• REQUIRED WORK:
Note each line of the entries that includes "rough". Then copy those lines.
━━━━━ RECORDS PROVIDED ━━━━━
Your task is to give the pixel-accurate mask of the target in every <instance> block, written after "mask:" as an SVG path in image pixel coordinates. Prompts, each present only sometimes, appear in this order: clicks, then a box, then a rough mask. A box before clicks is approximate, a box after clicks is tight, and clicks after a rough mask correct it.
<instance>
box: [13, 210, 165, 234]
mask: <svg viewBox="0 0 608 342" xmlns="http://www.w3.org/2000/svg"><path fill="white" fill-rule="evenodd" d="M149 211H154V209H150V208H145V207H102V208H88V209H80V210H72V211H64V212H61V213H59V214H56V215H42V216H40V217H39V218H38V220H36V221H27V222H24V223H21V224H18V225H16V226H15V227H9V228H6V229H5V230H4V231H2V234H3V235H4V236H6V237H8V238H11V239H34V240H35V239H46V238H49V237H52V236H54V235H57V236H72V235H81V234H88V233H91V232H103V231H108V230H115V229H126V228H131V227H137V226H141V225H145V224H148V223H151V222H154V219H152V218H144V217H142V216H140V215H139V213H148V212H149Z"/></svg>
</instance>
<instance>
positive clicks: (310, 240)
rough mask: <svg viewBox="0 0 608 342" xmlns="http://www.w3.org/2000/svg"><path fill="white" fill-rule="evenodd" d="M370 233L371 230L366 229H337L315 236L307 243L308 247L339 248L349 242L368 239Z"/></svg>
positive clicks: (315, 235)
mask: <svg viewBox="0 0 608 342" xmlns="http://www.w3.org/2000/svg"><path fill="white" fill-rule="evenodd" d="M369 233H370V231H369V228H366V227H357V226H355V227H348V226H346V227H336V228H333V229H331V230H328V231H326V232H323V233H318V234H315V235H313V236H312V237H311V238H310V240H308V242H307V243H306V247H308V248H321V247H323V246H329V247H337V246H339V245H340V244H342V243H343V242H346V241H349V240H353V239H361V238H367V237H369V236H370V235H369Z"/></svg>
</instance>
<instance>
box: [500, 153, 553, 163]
━━━━━
• SOLUTION FOR THIS TASK:
Your task is to give the pixel-accurate mask of the target in every <instance> block, written after "mask:" as an SVG path in image pixel coordinates. Prompts, each present only sometimes, appear in this order: clicks, then a box, then a rough mask. A box before clicks is approximate, a box after clicks is tight, and clicks after a rough mask correct it.
rough mask: <svg viewBox="0 0 608 342" xmlns="http://www.w3.org/2000/svg"><path fill="white" fill-rule="evenodd" d="M370 233L371 230L366 229H337L315 236L307 243L308 247L339 248L349 242L368 239Z"/></svg>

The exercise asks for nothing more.